- _JOB 1_:
In the outrigger patent text, how many hydraulic cylinders does the preferred embodiment use both to tilt the housing and to extend the beam?
- _JOB 2_:
In the entries, replace "shoreline" with "water's edge" in everything from the line containing "Query: footprint in sand" down to the line containing "column 578, row 742". Return only those lines.

- _SUPPLIED TEXT_:
>> start
The preferred embodiment of the outrigger system of the present
invention provides another substantial advantage. For not only does
the housing extend sidewardly, but the novel housing also tilts or
translates downwardly so that the float pad equipped free ends of
the beams both approach the ground more quickly and directly. This
makes it possible for the float pads to be equipped with shorter
vertical fluid-actuated cylinders than in conventional outrigger
systems. The shorter vertical cylinder not only weighs and costs
less than larger cylinders, but it also can be retracted into the
housing to maximize beam length and minimize overhang.
Another advantage of the novel outrigger system of the preferred
embodiment of the present invention is that it uses a single
hydraulic cylinder to both translate or tilt the housing and to
extend the beam. The result is a substantial weight and cost
savings over previously known outrigger systems which employ two
separate cylinders, one for each purpose.
Various other pictures, objects and advantages will be apparent
from the description to follow.
BRIEF DESCRIPTION OF THE DRAWINGS
FIG. 1 is a side view in elevation of a truck crane including front
and back outrigger assemblies constituting preferred embodiments of
the present invention;
FIG. 2 is a top view of the truck crane of FIG. 1;
FIG. 3 is an enlarged rear view of the truck crane of FIG. 1;
FIG. 4 is an enlarged rear view of the truck crane of FIG. 1 with
the outrigger assembly fully extended;
FIG. 5 is an enlarged rear elevational view partially in section of
a single arm of the rear outrigger assembly with the arms in
storage position and the cover plate removed;
FIG. 6 is a plan view taken along lines 6--6 of FIG. 5;
FIG. 7 is a plan view taken along lines 7--7 of FIG. 6;
FIG. 8 is a plan view taken along lines 8--8 of FIG. 7; and
FIG. 9 is a plan view taken along lines 9--9 of FIG. 5.
DESCRIPTION OF THE PREFERRED EMBODIMENT
In the drawings, FIGS. 1 and 2 illustrate schematically a vehicle
10 having mounted thereon on a turntable 11, and a crane boom 12
for swivelling movement on the vehicle frame 13, the frame 13 being
supported when in transit by front and rear wheels.
In addition to the turntable 11 and the boom 12, the frame carries
two outrigger systems 14 and 15 including a first outrigger system
14 positioned ahead of the front wheels of the vehicle and a second
system 15 located just behind the rearmost wheels of the vehicle.
>> end
- _LISTING_:
>> start
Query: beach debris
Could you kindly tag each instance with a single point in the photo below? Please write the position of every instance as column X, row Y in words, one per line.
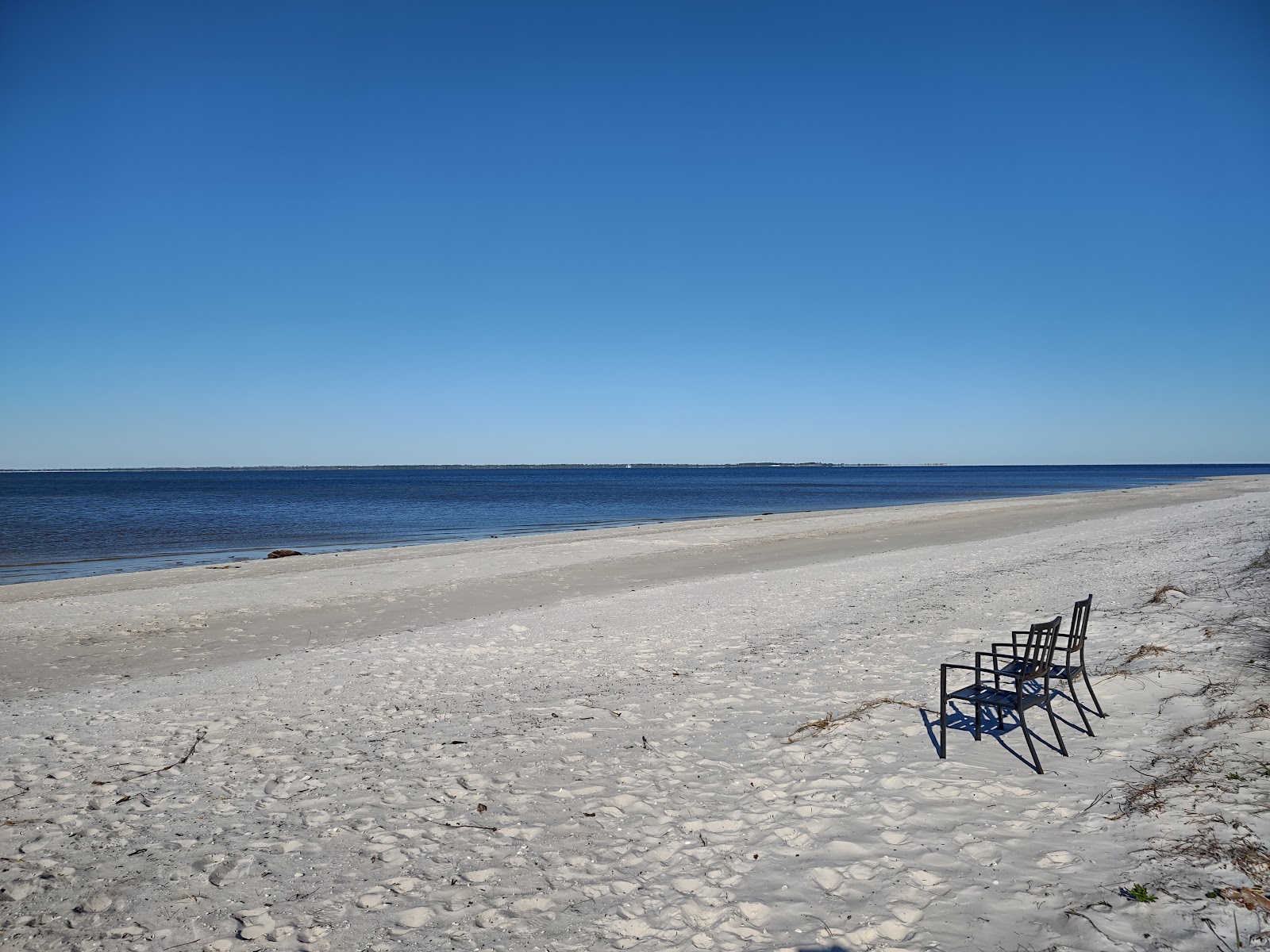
column 198, row 739
column 1159, row 594
column 1250, row 898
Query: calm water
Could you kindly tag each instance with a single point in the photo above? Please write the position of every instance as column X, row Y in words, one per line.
column 56, row 524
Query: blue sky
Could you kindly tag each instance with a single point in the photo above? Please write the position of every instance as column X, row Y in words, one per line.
column 348, row 232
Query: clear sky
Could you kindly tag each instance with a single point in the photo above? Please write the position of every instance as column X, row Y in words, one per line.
column 243, row 232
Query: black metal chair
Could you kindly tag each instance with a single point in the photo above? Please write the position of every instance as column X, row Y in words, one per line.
column 1030, row 666
column 1070, row 658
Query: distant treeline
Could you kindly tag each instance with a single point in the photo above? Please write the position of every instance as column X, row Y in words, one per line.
column 454, row 466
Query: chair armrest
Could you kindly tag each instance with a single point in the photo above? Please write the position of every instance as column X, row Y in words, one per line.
column 995, row 657
column 986, row 670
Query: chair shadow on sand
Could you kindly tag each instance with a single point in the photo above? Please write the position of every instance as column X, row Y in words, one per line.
column 1005, row 729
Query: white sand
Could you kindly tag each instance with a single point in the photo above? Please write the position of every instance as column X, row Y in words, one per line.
column 577, row 742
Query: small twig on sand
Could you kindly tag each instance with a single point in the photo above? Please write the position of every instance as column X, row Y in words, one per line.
column 823, row 725
column 198, row 739
column 469, row 825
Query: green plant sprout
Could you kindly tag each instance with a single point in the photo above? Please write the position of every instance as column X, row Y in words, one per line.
column 1140, row 894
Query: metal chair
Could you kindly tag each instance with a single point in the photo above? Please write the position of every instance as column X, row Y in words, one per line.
column 1070, row 657
column 1030, row 670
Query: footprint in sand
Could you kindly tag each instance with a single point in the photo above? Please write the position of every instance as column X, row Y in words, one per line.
column 1060, row 857
column 982, row 854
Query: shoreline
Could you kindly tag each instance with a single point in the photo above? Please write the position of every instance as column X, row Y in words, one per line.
column 584, row 743
column 175, row 555
column 74, row 632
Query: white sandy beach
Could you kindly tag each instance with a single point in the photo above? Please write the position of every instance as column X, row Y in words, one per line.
column 578, row 742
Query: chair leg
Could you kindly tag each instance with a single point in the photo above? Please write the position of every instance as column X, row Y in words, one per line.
column 1096, row 704
column 1022, row 723
column 944, row 727
column 1053, row 723
column 1071, row 689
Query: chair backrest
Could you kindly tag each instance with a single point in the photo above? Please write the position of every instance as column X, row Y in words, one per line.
column 1080, row 625
column 1038, row 653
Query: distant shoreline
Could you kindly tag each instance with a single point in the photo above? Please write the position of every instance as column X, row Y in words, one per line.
column 479, row 466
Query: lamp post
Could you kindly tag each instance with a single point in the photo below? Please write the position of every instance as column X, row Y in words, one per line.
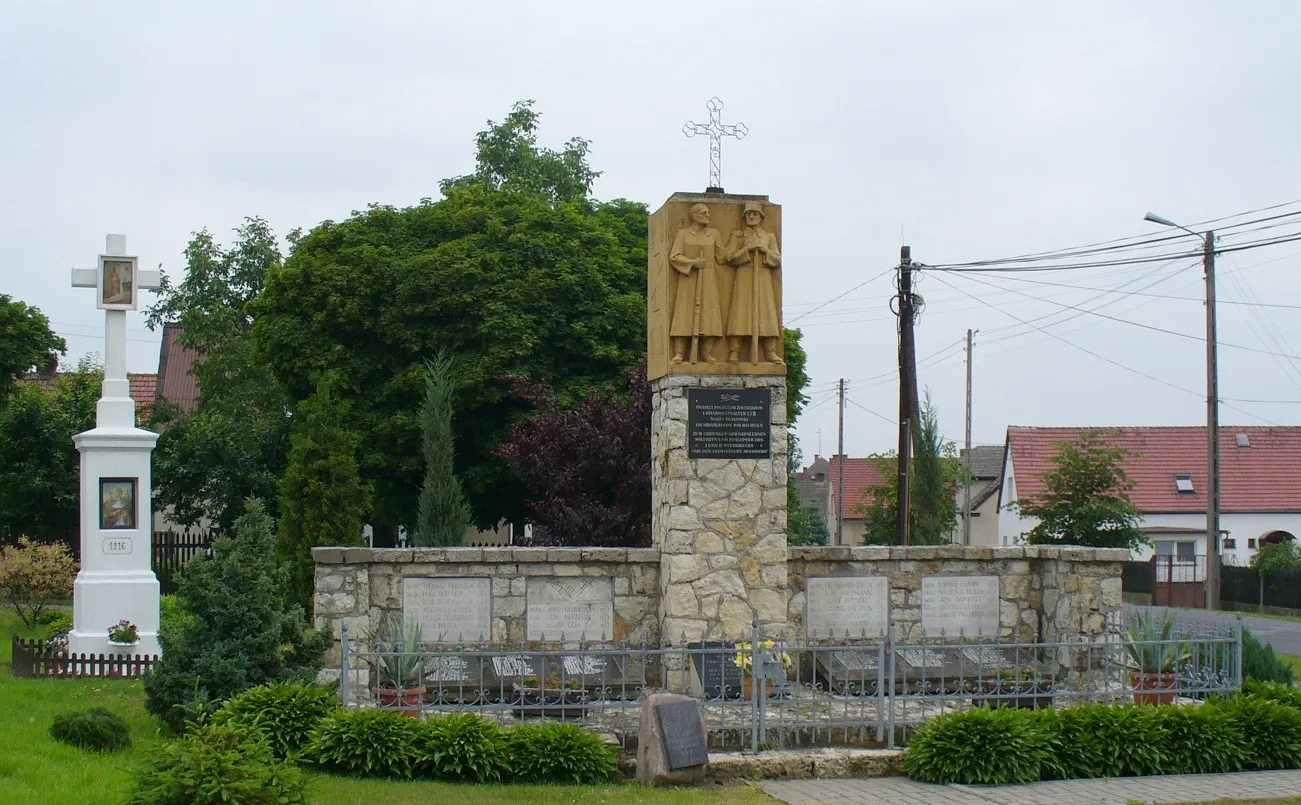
column 1213, row 532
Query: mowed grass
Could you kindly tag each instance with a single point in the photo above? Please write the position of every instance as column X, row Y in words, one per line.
column 37, row 770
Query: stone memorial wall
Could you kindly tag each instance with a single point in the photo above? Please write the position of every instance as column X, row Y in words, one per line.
column 1014, row 593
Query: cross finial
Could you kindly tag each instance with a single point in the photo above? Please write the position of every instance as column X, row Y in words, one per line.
column 716, row 130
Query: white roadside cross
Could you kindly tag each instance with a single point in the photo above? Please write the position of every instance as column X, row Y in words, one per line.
column 116, row 407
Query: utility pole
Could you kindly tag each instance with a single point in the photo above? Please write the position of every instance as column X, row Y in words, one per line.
column 907, row 393
column 1213, row 539
column 839, row 470
column 967, row 466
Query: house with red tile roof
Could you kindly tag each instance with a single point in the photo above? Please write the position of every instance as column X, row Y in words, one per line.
column 1260, row 484
column 818, row 487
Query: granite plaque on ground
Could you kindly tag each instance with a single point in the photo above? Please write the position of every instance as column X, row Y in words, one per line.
column 449, row 610
column 576, row 609
column 683, row 734
column 851, row 606
column 729, row 423
column 714, row 673
column 956, row 605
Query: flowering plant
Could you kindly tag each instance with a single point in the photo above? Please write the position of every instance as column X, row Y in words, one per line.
column 124, row 631
column 746, row 656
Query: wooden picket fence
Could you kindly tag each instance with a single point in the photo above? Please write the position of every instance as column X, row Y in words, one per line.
column 42, row 659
>> end
- _CORRECT OUTPUT 1_:
A single hydraulic cylinder.

- _CORRECT OUTPUT 2_:
Query: footprint in sand
Could you kindly tag each instance with a single point in the photo above? Please write the position of every instance as column X, row Y in words, one per line.
column 1060, row 857
column 982, row 854
Query: water's edge
Could you kindly tag each instance with a single point in the photo above? Please write the position of every instance as column X, row Y in words, one per line.
column 584, row 743
column 175, row 555
column 74, row 632
Query: white sandy beach
Could you kindly tag each instance with a single point in the photo above? Please write the position of every instance as column X, row Y in words, one per line.
column 578, row 742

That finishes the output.